*EXTRACTED INFORMATION*:
- - - - -
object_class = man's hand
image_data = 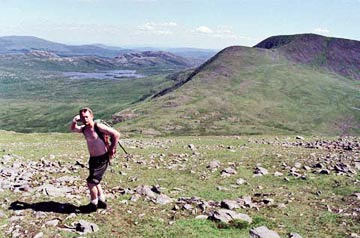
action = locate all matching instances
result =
[109,147,116,159]
[73,115,80,123]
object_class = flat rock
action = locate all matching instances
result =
[289,232,302,238]
[195,215,209,220]
[221,167,237,174]
[136,185,156,198]
[35,184,73,197]
[155,193,173,205]
[210,209,252,223]
[351,193,360,200]
[45,219,59,227]
[34,231,44,238]
[207,160,221,170]
[220,199,240,210]
[250,226,281,238]
[236,178,246,185]
[75,220,99,235]
[254,167,269,176]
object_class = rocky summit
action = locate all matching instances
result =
[0,132,360,237]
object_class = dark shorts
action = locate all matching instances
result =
[86,153,109,185]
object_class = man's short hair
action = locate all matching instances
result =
[79,107,94,115]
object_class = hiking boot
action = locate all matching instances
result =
[79,203,97,213]
[98,200,107,209]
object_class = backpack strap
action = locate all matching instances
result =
[94,122,105,142]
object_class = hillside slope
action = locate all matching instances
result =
[254,34,360,80]
[114,43,360,135]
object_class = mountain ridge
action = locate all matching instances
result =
[254,34,360,80]
[114,34,360,135]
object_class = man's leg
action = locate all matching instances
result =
[96,184,107,209]
[87,182,99,205]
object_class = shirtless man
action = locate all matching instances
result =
[70,108,120,212]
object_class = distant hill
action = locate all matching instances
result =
[254,34,360,80]
[113,35,360,135]
[0,47,194,73]
[0,36,131,57]
[0,36,216,66]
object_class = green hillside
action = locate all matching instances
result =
[0,67,174,132]
[115,47,360,135]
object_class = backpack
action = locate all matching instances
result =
[94,119,129,155]
[94,121,111,150]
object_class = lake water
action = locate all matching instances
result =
[63,70,145,80]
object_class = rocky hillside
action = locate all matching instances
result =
[0,50,193,71]
[254,34,360,80]
[0,36,130,57]
[114,40,360,135]
[115,51,192,68]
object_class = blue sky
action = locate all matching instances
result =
[0,0,360,49]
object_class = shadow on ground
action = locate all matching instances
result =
[9,201,93,214]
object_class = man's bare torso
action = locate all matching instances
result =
[83,126,107,157]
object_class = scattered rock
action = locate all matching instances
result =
[195,215,209,220]
[220,199,240,210]
[274,171,284,177]
[136,185,156,198]
[351,193,360,200]
[221,167,237,177]
[34,231,44,238]
[236,178,246,185]
[75,220,99,235]
[250,226,281,238]
[210,209,252,223]
[207,160,221,171]
[254,167,269,176]
[188,144,196,150]
[289,232,302,238]
[155,194,173,205]
[45,219,59,227]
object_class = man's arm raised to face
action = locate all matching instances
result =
[70,115,83,133]
[97,123,120,156]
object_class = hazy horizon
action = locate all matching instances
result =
[0,0,360,50]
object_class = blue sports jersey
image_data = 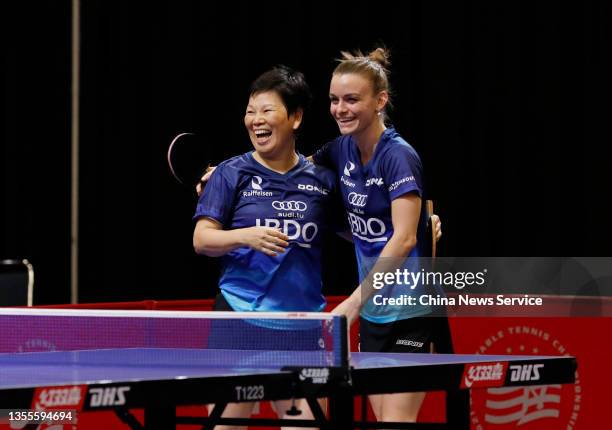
- - - - -
*THE PROBLEM*: Shift every bounding-box coordinate by -57 in the entries from the line with "object_class = man's short hair" to the line with "[70,108,120,212]", both lines included. Write out all of those lines again, with the object_class, action and result lines unchanged.

*RESPONSE*:
object_class = man's short hair
action = locate all matching instances
result =
[22,50,37,58]
object_class = hiking boot
action = locate all matching instances
result =
[22,146,40,156]
[41,143,50,152]
object_class = backpack strap
action = locate all matching instances
result =
[37,65,48,85]
object_class = hillside slope
action = locate all matching instances
result =
[197,-23,303,23]
[57,-14,303,78]
object_class = mountain ridge
action = locate all matching instances
result =
[197,-23,303,23]
[57,-23,303,78]
object_class = man's leg
action = locate all matching instances
result =
[39,127,50,152]
[30,125,42,148]
object_class = shirtless man
action = locate all matching instances
result =
[13,51,63,155]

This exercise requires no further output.